--- START ---
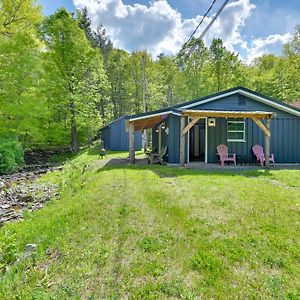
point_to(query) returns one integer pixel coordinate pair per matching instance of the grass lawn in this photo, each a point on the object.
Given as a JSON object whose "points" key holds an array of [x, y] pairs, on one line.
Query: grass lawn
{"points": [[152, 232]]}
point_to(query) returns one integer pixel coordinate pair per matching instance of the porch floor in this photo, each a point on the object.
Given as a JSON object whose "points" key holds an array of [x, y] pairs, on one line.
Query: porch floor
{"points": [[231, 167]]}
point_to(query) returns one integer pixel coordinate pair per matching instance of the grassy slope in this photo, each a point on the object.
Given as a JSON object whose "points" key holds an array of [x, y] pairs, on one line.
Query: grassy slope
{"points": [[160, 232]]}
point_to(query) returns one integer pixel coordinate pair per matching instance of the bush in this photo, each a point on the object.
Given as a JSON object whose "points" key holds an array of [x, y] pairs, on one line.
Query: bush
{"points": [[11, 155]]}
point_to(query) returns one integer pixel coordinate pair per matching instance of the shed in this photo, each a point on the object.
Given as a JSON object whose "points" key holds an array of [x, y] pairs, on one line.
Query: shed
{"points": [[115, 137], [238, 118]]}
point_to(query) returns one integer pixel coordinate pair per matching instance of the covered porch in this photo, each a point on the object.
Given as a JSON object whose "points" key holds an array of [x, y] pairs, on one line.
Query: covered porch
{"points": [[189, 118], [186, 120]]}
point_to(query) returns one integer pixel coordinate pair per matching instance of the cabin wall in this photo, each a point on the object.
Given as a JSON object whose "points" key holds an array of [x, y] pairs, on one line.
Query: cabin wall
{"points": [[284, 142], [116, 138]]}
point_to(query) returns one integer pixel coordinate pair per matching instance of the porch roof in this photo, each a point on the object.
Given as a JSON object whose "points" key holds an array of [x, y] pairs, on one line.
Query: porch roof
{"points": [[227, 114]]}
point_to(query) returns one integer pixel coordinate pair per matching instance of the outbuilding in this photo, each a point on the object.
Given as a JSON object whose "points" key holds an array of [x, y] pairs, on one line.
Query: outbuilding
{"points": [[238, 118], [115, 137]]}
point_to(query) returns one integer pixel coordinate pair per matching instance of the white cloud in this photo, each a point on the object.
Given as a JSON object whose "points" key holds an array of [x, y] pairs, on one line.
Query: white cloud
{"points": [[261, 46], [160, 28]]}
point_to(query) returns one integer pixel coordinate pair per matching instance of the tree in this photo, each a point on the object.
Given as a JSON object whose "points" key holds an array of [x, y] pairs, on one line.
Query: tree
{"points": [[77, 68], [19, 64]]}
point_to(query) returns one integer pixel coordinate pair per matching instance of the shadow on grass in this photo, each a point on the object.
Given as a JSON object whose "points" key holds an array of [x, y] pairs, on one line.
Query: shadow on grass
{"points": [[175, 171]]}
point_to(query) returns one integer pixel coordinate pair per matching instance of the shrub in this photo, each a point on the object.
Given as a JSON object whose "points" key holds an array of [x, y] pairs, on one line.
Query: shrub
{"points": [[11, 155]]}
--- END ---
--- START ---
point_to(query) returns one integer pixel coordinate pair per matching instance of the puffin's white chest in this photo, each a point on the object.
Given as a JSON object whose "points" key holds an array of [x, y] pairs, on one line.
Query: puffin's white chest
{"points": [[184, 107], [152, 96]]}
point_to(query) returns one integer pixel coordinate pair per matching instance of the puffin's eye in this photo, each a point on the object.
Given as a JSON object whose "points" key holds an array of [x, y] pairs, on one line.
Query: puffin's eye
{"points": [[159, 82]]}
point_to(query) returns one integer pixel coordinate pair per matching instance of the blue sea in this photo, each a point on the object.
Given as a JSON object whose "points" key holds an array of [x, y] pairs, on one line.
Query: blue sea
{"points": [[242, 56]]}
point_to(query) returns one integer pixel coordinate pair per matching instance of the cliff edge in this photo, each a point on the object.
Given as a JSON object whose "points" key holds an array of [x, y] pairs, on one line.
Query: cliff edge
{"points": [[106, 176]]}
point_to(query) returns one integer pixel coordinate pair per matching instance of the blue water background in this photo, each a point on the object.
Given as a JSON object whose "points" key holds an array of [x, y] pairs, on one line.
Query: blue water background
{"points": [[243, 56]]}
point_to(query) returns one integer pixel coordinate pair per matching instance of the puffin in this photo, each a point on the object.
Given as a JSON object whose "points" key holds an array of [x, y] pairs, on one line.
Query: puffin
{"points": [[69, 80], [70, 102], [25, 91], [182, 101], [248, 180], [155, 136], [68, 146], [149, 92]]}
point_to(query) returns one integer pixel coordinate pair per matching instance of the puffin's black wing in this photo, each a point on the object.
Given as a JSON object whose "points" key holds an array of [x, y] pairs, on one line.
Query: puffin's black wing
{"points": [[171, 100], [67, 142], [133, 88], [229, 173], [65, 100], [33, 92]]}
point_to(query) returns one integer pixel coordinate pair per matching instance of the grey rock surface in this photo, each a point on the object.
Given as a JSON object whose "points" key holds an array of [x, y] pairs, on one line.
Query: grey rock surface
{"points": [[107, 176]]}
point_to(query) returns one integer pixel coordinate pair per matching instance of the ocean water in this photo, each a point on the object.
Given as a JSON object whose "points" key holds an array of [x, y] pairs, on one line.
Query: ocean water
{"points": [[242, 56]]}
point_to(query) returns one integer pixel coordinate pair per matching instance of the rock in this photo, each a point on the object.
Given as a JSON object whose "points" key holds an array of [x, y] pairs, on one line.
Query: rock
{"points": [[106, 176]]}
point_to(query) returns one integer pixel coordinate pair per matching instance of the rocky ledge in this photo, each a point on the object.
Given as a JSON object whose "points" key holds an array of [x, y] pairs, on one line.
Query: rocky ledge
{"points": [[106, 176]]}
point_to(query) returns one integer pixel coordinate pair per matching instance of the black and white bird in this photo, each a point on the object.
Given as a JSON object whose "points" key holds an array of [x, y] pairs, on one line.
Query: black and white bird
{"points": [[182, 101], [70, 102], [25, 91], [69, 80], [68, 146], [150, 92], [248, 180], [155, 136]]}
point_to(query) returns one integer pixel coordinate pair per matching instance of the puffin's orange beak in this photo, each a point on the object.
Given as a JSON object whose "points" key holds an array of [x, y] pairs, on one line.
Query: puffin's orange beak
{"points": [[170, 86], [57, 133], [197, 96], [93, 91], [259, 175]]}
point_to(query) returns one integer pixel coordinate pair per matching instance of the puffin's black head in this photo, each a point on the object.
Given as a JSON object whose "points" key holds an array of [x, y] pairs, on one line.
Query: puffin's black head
--- END ---
Copy out word for word the lines from the one containing "black head in" through the one containing "Query: puffin's black head", both included.

> **REPLY TO THE TASK**
point_to(query) returns one integer pixel coordinate pair per matching instance of the puffin's black head in this photo, each a point on the object.
Given as a JSON object whose "points" key holds an array of [x, y] pairs, on one line.
Query: puffin's black head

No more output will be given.